What you have to do: Copy every one of the following records word for word, leaving nothing out and changing nothing.

Dataset items
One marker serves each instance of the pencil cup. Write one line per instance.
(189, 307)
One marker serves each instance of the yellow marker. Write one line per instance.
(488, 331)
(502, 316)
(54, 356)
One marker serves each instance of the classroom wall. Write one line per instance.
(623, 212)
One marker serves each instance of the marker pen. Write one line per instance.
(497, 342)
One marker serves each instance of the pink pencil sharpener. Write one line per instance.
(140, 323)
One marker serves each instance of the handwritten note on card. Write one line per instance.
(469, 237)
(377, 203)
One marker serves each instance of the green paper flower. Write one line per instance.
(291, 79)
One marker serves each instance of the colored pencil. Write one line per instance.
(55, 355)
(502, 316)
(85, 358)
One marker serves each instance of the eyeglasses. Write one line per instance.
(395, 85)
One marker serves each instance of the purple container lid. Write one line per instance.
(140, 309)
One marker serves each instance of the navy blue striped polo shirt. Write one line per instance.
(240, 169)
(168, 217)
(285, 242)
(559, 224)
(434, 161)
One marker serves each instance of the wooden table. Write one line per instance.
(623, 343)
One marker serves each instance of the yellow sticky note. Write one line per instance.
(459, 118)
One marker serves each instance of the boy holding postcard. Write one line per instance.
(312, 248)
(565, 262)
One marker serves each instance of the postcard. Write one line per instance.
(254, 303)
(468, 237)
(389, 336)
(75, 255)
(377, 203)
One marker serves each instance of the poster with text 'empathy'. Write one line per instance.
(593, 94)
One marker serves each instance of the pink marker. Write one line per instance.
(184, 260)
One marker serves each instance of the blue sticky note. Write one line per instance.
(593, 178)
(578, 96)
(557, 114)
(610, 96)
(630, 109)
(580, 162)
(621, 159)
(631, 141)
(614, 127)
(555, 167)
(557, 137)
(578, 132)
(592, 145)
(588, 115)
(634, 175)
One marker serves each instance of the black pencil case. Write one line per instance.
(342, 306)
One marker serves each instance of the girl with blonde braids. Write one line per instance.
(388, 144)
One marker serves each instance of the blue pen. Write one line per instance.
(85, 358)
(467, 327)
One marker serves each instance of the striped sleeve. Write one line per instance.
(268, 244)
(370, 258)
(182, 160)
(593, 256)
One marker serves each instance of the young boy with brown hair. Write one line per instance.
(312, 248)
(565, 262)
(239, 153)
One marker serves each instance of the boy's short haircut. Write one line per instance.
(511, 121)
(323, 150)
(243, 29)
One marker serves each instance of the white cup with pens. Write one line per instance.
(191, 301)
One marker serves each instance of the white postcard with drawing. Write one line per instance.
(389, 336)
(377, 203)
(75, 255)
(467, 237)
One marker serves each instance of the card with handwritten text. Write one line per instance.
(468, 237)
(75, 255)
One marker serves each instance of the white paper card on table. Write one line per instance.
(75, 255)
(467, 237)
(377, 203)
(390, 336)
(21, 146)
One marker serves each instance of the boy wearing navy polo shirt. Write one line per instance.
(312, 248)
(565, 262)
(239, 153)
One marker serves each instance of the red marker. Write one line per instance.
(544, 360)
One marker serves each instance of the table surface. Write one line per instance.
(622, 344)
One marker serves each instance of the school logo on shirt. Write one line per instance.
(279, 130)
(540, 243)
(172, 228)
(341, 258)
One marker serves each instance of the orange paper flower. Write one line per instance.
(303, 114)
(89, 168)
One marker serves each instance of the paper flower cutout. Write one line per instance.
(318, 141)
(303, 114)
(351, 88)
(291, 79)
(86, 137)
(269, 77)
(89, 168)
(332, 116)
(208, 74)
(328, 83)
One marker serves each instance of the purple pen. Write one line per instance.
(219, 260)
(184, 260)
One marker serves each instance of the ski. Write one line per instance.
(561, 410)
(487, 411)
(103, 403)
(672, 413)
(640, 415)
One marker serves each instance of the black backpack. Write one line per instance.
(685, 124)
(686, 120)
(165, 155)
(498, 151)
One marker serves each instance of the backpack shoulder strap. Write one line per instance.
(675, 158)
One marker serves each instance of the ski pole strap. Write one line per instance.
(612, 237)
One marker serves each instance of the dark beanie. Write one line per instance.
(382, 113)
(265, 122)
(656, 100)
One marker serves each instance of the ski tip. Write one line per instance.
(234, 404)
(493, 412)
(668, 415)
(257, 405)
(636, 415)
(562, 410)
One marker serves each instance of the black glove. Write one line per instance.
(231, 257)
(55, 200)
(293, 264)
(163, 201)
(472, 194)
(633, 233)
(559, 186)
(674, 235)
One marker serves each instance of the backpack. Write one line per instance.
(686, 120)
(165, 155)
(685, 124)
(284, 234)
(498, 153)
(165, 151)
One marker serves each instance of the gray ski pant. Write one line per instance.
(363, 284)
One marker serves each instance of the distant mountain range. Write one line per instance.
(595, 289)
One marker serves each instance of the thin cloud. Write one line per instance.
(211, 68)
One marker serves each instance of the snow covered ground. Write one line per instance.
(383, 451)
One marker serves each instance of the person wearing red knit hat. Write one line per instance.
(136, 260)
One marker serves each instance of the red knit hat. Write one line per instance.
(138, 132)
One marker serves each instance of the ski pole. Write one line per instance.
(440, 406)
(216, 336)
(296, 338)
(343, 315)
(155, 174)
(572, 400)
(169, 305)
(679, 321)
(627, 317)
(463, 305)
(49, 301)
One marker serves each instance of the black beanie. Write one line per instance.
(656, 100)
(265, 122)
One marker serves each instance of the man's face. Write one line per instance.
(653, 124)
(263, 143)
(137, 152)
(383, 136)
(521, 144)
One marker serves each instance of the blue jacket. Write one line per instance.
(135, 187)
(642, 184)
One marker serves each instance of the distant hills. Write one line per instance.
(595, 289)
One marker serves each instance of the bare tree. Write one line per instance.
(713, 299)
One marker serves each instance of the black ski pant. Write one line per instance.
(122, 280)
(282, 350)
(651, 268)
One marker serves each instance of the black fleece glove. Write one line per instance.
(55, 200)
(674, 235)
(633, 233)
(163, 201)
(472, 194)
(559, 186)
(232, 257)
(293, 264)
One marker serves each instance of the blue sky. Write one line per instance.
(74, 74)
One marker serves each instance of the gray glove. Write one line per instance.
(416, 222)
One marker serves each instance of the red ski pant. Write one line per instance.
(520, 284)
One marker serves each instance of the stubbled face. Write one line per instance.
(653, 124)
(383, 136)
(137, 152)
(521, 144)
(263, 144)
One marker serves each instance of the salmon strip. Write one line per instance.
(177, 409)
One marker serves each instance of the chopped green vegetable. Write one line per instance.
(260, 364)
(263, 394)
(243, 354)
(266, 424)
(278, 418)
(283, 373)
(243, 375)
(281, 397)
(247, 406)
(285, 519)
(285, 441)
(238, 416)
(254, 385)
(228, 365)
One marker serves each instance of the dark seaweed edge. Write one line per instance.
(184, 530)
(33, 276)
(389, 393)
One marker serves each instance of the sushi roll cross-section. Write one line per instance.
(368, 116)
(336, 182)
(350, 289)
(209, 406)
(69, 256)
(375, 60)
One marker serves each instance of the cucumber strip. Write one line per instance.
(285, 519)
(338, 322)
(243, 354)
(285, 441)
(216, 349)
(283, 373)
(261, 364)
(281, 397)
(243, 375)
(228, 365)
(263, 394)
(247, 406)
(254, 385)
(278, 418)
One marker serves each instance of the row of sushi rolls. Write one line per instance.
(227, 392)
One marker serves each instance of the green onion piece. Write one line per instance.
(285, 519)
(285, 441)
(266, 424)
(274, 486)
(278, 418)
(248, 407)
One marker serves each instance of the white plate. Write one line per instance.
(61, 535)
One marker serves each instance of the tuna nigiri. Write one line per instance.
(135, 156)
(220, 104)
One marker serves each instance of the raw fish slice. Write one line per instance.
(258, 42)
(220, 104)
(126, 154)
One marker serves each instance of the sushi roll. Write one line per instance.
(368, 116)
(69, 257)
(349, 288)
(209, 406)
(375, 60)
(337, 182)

Answer to the task:
One marker serves each instance of the pencil cup. Write one line per instance.
(189, 307)
One marker serves each instance of the yellow marker. Write one line per instance.
(488, 331)
(502, 316)
(54, 356)
One marker serves each instance of the classroom wall. Write one line per instance.
(623, 212)
One marker serves each instance of the marker pen. Write one line per instance.
(497, 342)
One marker serves each instance of the pink pencil sharpener. Write one line per instance.
(140, 323)
One marker serves each instance of the handwritten note on card. Write one line per instance.
(469, 237)
(377, 203)
One marker serves each instance of the green paper flower. Write one line per instance.
(291, 79)
One marker serves each instance of the colored pencil. Write one line per instance.
(55, 355)
(502, 316)
(85, 358)
One marker serves each instance of the eyeglasses. Write one line per instance.
(395, 85)
One marker serves each instance of the purple container lid. Write one line per instance.
(140, 309)
One marker serves each instance of the navy blue striped polo shirt. Write one line per instance.
(240, 169)
(168, 217)
(285, 242)
(559, 224)
(434, 161)
One marker serves each instance of the wooden table. Write one line per instance.
(623, 343)
One marker serves each instance of the yellow sticky note. Write one line per instance.
(459, 118)
One marker serves each instance of the boy holding postcard. Write one line per instance.
(312, 248)
(565, 262)
One marker serves each instance of the postcard. Write one line per instance.
(254, 303)
(468, 237)
(389, 336)
(75, 255)
(377, 203)
One marker serves each instance of the poster with text 'empathy'. Write one line per instance.
(593, 94)
One marker serves each instance of the pink marker. Write one line per instance.
(184, 260)
One marker serves each instance of the blue sticky note. Write one line per instance.
(593, 178)
(578, 96)
(557, 114)
(610, 96)
(630, 109)
(580, 162)
(621, 159)
(631, 141)
(614, 127)
(555, 167)
(557, 137)
(578, 132)
(592, 145)
(588, 115)
(634, 175)
One marker serves each instance of the black pencil case. Write one line per instance.
(342, 306)
One marker serves each instance of the girl with blonde braids. Write one line per instance.
(388, 144)
One marker serves each instance of the blue pen. Write one line per instance.
(85, 358)
(467, 327)
One marker serves each instance of the striped sleeve. Write one line per instance.
(268, 244)
(370, 258)
(182, 160)
(593, 256)
One marker serves each instance of the young boy with brown hair. Write one line per instance.
(312, 248)
(565, 262)
(239, 153)
One marker serves each instance of the boy's short haircut. Write one line per instance.
(511, 121)
(323, 150)
(243, 29)
One marker serves each instance of the white cup with pens. Write one line per instance.
(191, 301)
One marker serves each instance of the white postcard with drawing. Write one line per instance.
(389, 336)
(377, 203)
(75, 255)
(467, 237)
One marker serves each instance of the card with handwritten text. Write one line per instance.
(468, 237)
(75, 255)
One marker serves each instance of the white paper card on table. Write one line per instance.
(75, 255)
(467, 237)
(377, 203)
(390, 336)
(21, 146)
One marker serves each instance of the boy wearing navy polo shirt. Write one line per instance.
(312, 248)
(565, 262)
(239, 153)
One marker serves each instance of the red marker. Write one line per instance.
(544, 360)
One marker serves each instance of the table surface. Write one line per instance.
(622, 344)
One marker serves each instance of the school logo on shirt. Write one line per instance.
(279, 130)
(540, 243)
(172, 228)
(341, 258)
One marker serves each instance of the orange paper flower. Write one line per instance.
(303, 114)
(89, 168)
One marker serves each instance of the paper flower cutout. Write one line per instance.
(318, 141)
(303, 114)
(351, 88)
(291, 79)
(86, 137)
(269, 77)
(89, 168)
(332, 116)
(208, 74)
(328, 83)
One marker serves each instance of the purple pen. Write one line per instance.
(219, 260)
(184, 260)
One marker serves each instance of the ski. Write one line per instance.
(561, 410)
(487, 411)
(103, 403)
(672, 413)
(640, 415)
One marker serves each instance of the black backpack. Write one line per instance.
(685, 124)
(686, 120)
(165, 155)
(498, 151)
One marker serves each instance of the backpack shoulder strap. Write one line per instance.
(675, 158)
One marker serves each instance of the ski pole strap. Write one line per instance.
(612, 237)
One marker serves each instance of the dark beanie. Write one line per instance.
(382, 113)
(265, 122)
(656, 100)
One marker serves each instance of the ski tip. Write one line per instance.
(234, 404)
(493, 412)
(668, 415)
(257, 405)
(636, 415)
(562, 410)
One marker serves each instance of the black glove. Write one line per instance.
(231, 257)
(55, 200)
(293, 264)
(163, 201)
(472, 194)
(633, 233)
(559, 186)
(674, 235)
One marker serves each instance of the backpack. Write one line per instance.
(686, 120)
(165, 155)
(685, 124)
(284, 234)
(498, 153)
(165, 151)
One marker serves each instance of the gray ski pant. Write one line per instance.
(363, 284)
One marker serves each instance of the distant mountain range. Write one line per instance.
(595, 289)
One marker serves each instance of the thin cloud. Write one line per instance.
(211, 68)
One marker serves each instance of the snow covered ground. Write one line per instance.
(383, 451)
One marker serves each instance of the person wearing red knit hat. Write one line per instance.
(136, 260)
One marker serves each instance of the red knit hat. Write one line per instance.
(138, 132)
One marker serves each instance of the ski pole. Write one line per instance.
(440, 406)
(216, 336)
(296, 338)
(343, 315)
(155, 174)
(572, 400)
(169, 305)
(679, 321)
(627, 317)
(463, 305)
(49, 301)
One marker serves each instance of the black beanie. Write one line per instance.
(656, 100)
(265, 122)
One marker serves each instance of the man's face. Write one line per instance.
(653, 124)
(263, 143)
(137, 152)
(383, 136)
(521, 144)
One marker serves each instance of the blue jacket. Write one line per instance.
(135, 187)
(642, 184)
One marker serves each instance of the distant hills. Write one line per instance.
(595, 289)
One marker serves each instance of the bare tree. Write one line per instance.
(713, 299)
One marker serves each instance of the black ski pant. Write one line per instance.
(122, 280)
(282, 350)
(651, 268)
One marker serves each instance of the black fleece glove. Write one line per instance.
(55, 200)
(674, 235)
(633, 233)
(163, 201)
(472, 194)
(559, 186)
(232, 257)
(293, 264)
One marker serves each instance of the blue sky. Write one line per instance.
(74, 74)
One marker serves each instance of the gray glove. Write one line per instance.
(416, 222)
One marker serves each instance of the red ski pant. Write one line per instance.
(520, 284)
One marker serves each instance of the stubbled face. Write one line per instance.
(653, 124)
(383, 136)
(137, 152)
(521, 144)
(263, 144)
One marker serves each instance of the salmon strip. Write one line per instance.
(177, 409)
One marker serves each instance of the chopped green vegetable. Write one line per instance.
(260, 364)
(263, 394)
(243, 354)
(266, 424)
(278, 418)
(283, 373)
(243, 375)
(281, 397)
(247, 406)
(285, 519)
(285, 441)
(238, 416)
(254, 385)
(228, 365)
One marker serves each instance of the dark seaweed edge. Write one line per instance.
(184, 530)
(33, 276)
(389, 393)
One marker serves each instance of the sushi roll cross-section. Write one line per instance.
(368, 116)
(336, 182)
(350, 289)
(209, 406)
(69, 256)
(375, 60)
One marker serves each instance of the cucumber strip. Write one line per instance.
(285, 519)
(338, 322)
(243, 354)
(285, 441)
(216, 349)
(283, 373)
(261, 364)
(281, 397)
(243, 375)
(228, 365)
(263, 394)
(247, 406)
(254, 385)
(278, 418)
One marker serves each instance of the row of sushi rolls. Write one line per instance.
(227, 392)
One marker serves each instance of the green onion piece. Write one line per instance.
(285, 519)
(285, 441)
(266, 424)
(274, 486)
(278, 418)
(248, 407)
One marker serves each instance of the white plate. Write one line per instance.
(61, 535)
One marker serves each instance of the tuna nigiri. Write one line per instance.
(135, 156)
(220, 104)
One marker serves each instance of the raw fish slice. Write one line per instance.
(258, 42)
(220, 104)
(126, 154)
One marker serves each instance of the sushi roll. Write one line per instance.
(368, 116)
(69, 257)
(349, 288)
(209, 406)
(375, 60)
(337, 182)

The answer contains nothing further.